Exercise instructions:
Count the lines in the material below that contain the word "step". Give only the number.

The input:
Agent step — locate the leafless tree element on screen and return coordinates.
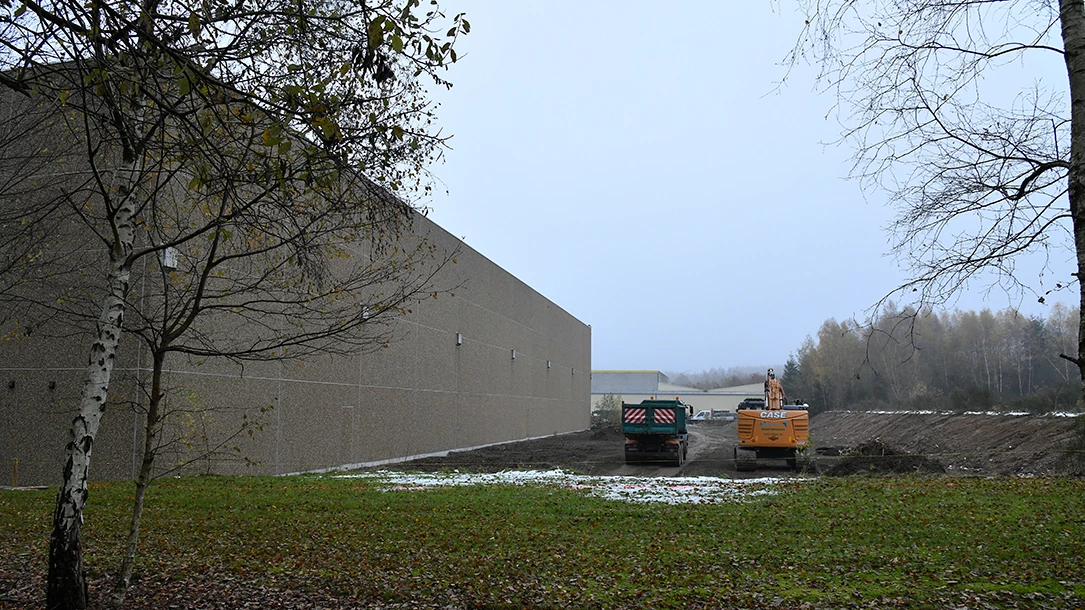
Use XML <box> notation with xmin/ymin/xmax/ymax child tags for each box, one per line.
<box><xmin>789</xmin><ymin>0</ymin><xmax>1085</xmax><ymax>379</ymax></box>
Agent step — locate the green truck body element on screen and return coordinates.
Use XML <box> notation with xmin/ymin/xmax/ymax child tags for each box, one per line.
<box><xmin>622</xmin><ymin>399</ymin><xmax>689</xmax><ymax>466</ymax></box>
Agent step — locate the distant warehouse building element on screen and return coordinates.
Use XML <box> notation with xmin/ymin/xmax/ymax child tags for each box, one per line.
<box><xmin>591</xmin><ymin>370</ymin><xmax>765</xmax><ymax>414</ymax></box>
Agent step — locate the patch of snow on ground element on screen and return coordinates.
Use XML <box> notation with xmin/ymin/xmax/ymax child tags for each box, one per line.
<box><xmin>336</xmin><ymin>470</ymin><xmax>802</xmax><ymax>504</ymax></box>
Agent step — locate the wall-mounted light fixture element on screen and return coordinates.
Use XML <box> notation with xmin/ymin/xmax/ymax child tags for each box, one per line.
<box><xmin>162</xmin><ymin>246</ymin><xmax>178</xmax><ymax>269</ymax></box>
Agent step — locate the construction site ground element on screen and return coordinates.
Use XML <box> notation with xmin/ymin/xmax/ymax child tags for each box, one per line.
<box><xmin>383</xmin><ymin>411</ymin><xmax>1081</xmax><ymax>478</ymax></box>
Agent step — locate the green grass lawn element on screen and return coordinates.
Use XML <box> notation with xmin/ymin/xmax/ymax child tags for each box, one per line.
<box><xmin>0</xmin><ymin>476</ymin><xmax>1085</xmax><ymax>608</ymax></box>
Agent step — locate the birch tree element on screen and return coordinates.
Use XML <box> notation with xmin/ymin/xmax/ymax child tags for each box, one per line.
<box><xmin>0</xmin><ymin>0</ymin><xmax>469</xmax><ymax>608</ymax></box>
<box><xmin>789</xmin><ymin>0</ymin><xmax>1085</xmax><ymax>388</ymax></box>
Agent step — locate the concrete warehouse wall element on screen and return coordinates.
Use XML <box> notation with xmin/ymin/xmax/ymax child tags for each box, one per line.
<box><xmin>0</xmin><ymin>219</ymin><xmax>591</xmax><ymax>485</ymax></box>
<box><xmin>0</xmin><ymin>92</ymin><xmax>591</xmax><ymax>485</ymax></box>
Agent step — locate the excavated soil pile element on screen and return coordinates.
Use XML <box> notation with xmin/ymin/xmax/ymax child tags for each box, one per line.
<box><xmin>824</xmin><ymin>439</ymin><xmax>946</xmax><ymax>476</ymax></box>
<box><xmin>810</xmin><ymin>411</ymin><xmax>1085</xmax><ymax>475</ymax></box>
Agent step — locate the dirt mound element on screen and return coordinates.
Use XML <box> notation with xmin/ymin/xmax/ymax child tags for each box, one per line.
<box><xmin>825</xmin><ymin>439</ymin><xmax>946</xmax><ymax>476</ymax></box>
<box><xmin>589</xmin><ymin>421</ymin><xmax>623</xmax><ymax>441</ymax></box>
<box><xmin>810</xmin><ymin>411</ymin><xmax>1085</xmax><ymax>475</ymax></box>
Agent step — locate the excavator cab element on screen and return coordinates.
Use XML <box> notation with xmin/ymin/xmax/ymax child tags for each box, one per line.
<box><xmin>735</xmin><ymin>369</ymin><xmax>809</xmax><ymax>471</ymax></box>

Exercise result:
12